BEGIN Data for this exercise
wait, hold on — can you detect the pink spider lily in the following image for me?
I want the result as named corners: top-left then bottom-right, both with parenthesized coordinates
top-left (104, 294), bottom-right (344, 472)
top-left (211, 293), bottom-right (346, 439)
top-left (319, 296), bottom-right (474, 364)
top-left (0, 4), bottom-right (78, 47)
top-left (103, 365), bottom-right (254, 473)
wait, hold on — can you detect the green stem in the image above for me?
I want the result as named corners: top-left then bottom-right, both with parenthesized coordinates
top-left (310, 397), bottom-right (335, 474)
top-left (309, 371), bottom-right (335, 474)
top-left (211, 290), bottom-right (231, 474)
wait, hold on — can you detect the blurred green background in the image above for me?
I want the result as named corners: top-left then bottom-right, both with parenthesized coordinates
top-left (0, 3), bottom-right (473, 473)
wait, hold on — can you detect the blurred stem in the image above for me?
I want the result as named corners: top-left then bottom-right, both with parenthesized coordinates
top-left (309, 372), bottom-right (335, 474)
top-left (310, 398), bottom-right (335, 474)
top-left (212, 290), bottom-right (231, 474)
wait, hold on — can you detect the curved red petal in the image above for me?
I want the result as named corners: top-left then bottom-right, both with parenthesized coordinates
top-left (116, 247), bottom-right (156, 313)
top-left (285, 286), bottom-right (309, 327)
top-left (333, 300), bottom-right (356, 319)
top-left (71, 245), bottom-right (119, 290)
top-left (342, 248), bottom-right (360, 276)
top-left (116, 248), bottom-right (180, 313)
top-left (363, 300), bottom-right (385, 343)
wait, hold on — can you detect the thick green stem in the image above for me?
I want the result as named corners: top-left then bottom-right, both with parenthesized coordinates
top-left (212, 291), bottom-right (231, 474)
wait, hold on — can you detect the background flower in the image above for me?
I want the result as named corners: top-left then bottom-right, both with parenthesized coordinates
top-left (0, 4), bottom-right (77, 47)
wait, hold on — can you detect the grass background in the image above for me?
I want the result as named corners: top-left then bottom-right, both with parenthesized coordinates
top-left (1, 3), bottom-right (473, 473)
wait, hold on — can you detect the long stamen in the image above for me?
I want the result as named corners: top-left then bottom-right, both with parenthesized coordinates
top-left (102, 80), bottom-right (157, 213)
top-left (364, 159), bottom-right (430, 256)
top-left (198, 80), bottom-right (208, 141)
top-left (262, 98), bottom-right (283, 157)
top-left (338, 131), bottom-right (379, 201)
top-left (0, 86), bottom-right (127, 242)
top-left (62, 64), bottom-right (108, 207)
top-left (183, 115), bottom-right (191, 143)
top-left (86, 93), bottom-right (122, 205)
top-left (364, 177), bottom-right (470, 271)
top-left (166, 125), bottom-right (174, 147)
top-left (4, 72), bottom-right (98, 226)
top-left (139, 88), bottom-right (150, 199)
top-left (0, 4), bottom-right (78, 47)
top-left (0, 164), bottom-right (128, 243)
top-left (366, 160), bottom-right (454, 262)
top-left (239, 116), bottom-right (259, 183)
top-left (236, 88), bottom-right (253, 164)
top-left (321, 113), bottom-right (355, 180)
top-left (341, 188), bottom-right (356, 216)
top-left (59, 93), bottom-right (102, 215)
END Data for this exercise
# The problem
Gather each line in these records that contains the string "stem".

# Response area
wait, hold on — can you detect the green stem in the image above for me?
wait, hold on — can you detect the blurred stem in the image above for me?
wait, hold on — can you detect the thick green stem in the image above for me?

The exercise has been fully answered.